- Testo dato -
((

Come si sta dalle nostre parti?

Devo essere sincero? La Romagna è una terra dove suoniamo sempre volentieri, e che ci ha dato tanto. Ma il pubblico a volte ha un approccio particolare alla musica dal vivo.

Cosa intendi?

C’è un fruire i concerti in modo a volte molto privato, non da happening, come succede in altre piazze. E in questo contesto credo che per un rock club che fa musica dal vivo, oggi, dopo che anche realtà come il Velvet sono venute meno, sia un’impresa stoica resistere. Libero Cola in questo senso è un eroe, con quello che ha fatto e continua a fare con il Vidia dimostra davvero di avere i contro attributi.

Una terza guerra mondiale non sembra un’ipotesi così fantascientifica, se guardiamo a quello che sta succedendo nel mondo, non trovi?

Attualmente 69 Paesi sono impegnati in un conflitto bellico, praticamente un terzo del pianeta. Chiaramente la nostra è una provocazione: ci auspichiamo, in modo ironico si intende, una terza guerra mondiale, per vedere quelli che riversano tutto il loro odio sulle tastiere lasciare a casa lo smartphone e imbracciare un fucile”.

Dito puntato contro l’universo social, dunque?

Il nostro non è un j’accuse. Non puntiamo il dito contro nessuno, i difetti che critichiamo spesso sono anche i nostri. Ma credo che il progresso tecnologico ci sia sfuggito pesantemente di mano. Vuoi per cambiamenti sociali e geopolitici, vuoi per il sopravvento del digitale, stiamo assistendo a un aumento esponenziale di sete di sangue. Quando ero adolescente io, c’era ancora la leva obbligatoria, ma certi pensieri guerrafondai venivano espressi di meno, sia dai figli che dai genitori.

Di cosa dobbiamo avere davvero paura?

Di noi stessi. Siamo sempre in lotta con la nostra ‘second life’, quella che ci siamo creati aprendo il nostro profilo Facebook, o Instagram, dove diamo un peso smodato al nostro aspetto estetico, all’immagine che mettiamo in vetrina nella community. Poi, nel reale, abbiamo seri problemi di relazione.

Come si può restare estranei da queste dinamiche? Quanto è difficile essere dei “gatti senza padroni”, come cantate nella title track?

Penso a quello che diceva mia nonna: ‘Prima di dire qualcosa, conta fino a dieci’. Ecco, credo che possa essere un buon approccio. Commentare a tutti i costi, aprire il laptop per avere l’ultima parola, finendo a volte per sbriciolarci dal punto di vista etico e morale in discussioni futili, ci fa davvero sentire meglio?

Parliamo di sound, prettamente punk-rock: operazione nostalgica?

))

- Voci elencate -
((

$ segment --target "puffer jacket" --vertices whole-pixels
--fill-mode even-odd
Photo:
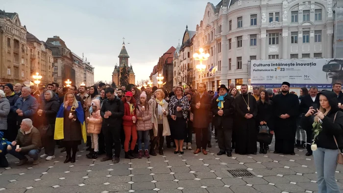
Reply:
[[[146,102],[146,105],[149,107],[145,107],[145,110],[142,112],[142,107],[143,107],[140,102],[138,102],[136,108],[136,114],[137,118],[141,117],[143,120],[138,120],[136,123],[136,129],[137,130],[147,130],[152,129],[152,123],[151,123],[151,117],[152,117],[152,108],[151,106],[147,102]]]
[[[95,105],[97,106],[97,110],[93,115],[91,115],[88,120],[88,125],[87,127],[87,132],[88,133],[99,134],[101,131],[101,125],[102,124],[102,117],[100,114],[100,100],[94,99],[92,101],[91,105]]]
[[[7,116],[10,106],[6,98],[0,98],[0,130],[7,129]]]

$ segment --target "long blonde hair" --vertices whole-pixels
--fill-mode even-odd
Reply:
[[[74,100],[73,101],[73,104],[72,104],[72,106],[74,106],[75,107],[77,108],[78,107],[78,103],[77,103],[77,101],[76,100],[76,98],[75,97],[75,95],[74,95],[73,93],[71,92],[68,92],[66,94],[64,95],[64,99],[63,100],[63,104],[64,104],[64,108],[67,108],[67,107],[68,106],[68,105],[69,103],[67,102],[66,103],[66,101],[67,101],[68,100],[67,100],[67,97],[68,96],[69,94],[72,94],[73,95],[73,96],[74,97]]]

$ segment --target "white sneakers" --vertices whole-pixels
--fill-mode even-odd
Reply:
[[[47,158],[45,159],[45,160],[47,160],[47,161],[51,160],[51,159],[53,159],[53,158],[55,158],[55,156],[54,156],[54,155],[49,156],[48,156],[48,154],[45,154],[45,153],[44,153],[44,154],[43,154],[43,155],[41,155],[40,157],[41,157],[41,158],[45,158],[45,157],[47,157]]]

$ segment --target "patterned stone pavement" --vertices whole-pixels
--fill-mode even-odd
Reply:
[[[215,140],[213,139],[214,142]],[[0,168],[0,193],[316,193],[318,190],[312,156],[306,150],[296,150],[295,155],[266,154],[217,156],[218,145],[209,153],[194,155],[185,150],[174,154],[166,149],[165,155],[150,159],[121,159],[119,164],[100,162],[86,158],[85,151],[77,154],[76,162],[64,164],[65,153],[32,166],[17,166],[8,155],[10,167]],[[192,146],[194,150],[195,145]],[[273,150],[273,144],[270,150]],[[245,169],[252,177],[234,177],[228,170]],[[343,190],[343,167],[336,171]]]

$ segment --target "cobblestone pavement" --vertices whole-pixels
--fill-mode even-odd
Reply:
[[[213,139],[213,142],[215,140]],[[65,153],[55,159],[32,166],[30,162],[17,166],[8,155],[10,166],[0,168],[0,193],[316,193],[318,190],[312,156],[306,150],[296,149],[295,155],[267,154],[217,156],[215,144],[209,153],[194,155],[185,150],[174,154],[166,149],[165,155],[149,159],[123,159],[119,164],[100,162],[77,154],[76,162],[64,164]],[[192,146],[195,149],[195,145]],[[270,150],[273,150],[273,144]],[[41,153],[41,154],[42,153]],[[228,170],[247,169],[252,177],[234,177]],[[343,167],[339,166],[336,179],[343,190]]]

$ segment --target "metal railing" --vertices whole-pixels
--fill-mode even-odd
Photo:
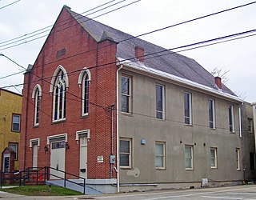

))

- Compiti -
a: Nell'intervista, dalle parole "Dito puntato contro" fino a "avere davvero paura?", cambia "progresso tecnologico" in "progresso scientifico" e riscrivi quel tratto.
b: Porta avanti l'intervista a partire dall'ultima frase riportata.
L'elenco non ha alcun ruolo in questo lavoro.

- Risposte scritte -
a:
Dito puntato contro l’universo social, dunque?

Il nostro non è un j’accuse. Non puntiamo il dito contro nessuno, i difetti che critichiamo spesso sono anche i nostri. Ma credo che il progresso scientifico ci sia sfuggito pesantemente di mano. Vuoi per cambiamenti sociali e geopolitici, vuoi per il sopravvento del digitale, stiamo assistendo a un aumento esponenziale di sete di sangue. Quando ero adolescente io, c’era ancora la leva obbligatoria, ma certi pensieri guerrafondai venivano espressi di meno, sia dai figli che dai genitori.

Di cosa dobbiamo avere davvero paura?

b:
Forse siamo semplicemente dei poveri vecchi! Scherzi a parte, ‘Canzoni contro la natura’ (il loro penultimo lavoro, ndr) era un disco volutamente lo-fi, registrato in pochissimo tempo. Per quest’ultimo album abbiamo impiegato un anno della nostra vita, facendo un lavoro certosino dal punto di vista del suono. La base è rock pulito – chitarra, basso e batteria – ma dietro c’è un lavoro di missaggio e remastering importante. È un disco molto quadrato, forse il meno cantautorale della nostra carriera. E no, non è un ritorno a un sound anni Novanta. Diciamo che è un’evoluzione, ma con uno sguardo al passato.

Come sta andando il tour?

Ci sta dando grandi soddisfazioni, le date son praticamente tutte sold out. Soprattutto è bello vedere come il nostro pubblico, oltre che numeroso, sia diventato trasversale: in mezzo alla folla oggi troviamo sia il ragazzino di 11 anni accompagnato dal genitore, sia il sessantenne.

Diciamo che oggi la musica “indie” fa tendenza: ha ancora un significato questo aggettivo?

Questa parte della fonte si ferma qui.